=== Stored data ===

• • • • • • •

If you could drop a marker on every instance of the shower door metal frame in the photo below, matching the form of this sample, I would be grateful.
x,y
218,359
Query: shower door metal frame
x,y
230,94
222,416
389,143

• • • • • • •

=== YOUR ASSIGNMENT ===
Give back every line of the data above exactly as written.

=== RESPONSE TO THIS TASK ===
If you could drop a marker on every instance of the shower door metal frame in the photo below, matching the form of this sample, I would be grateful.
x,y
218,359
Query: shower door metal frame
x,y
230,94
222,416
389,143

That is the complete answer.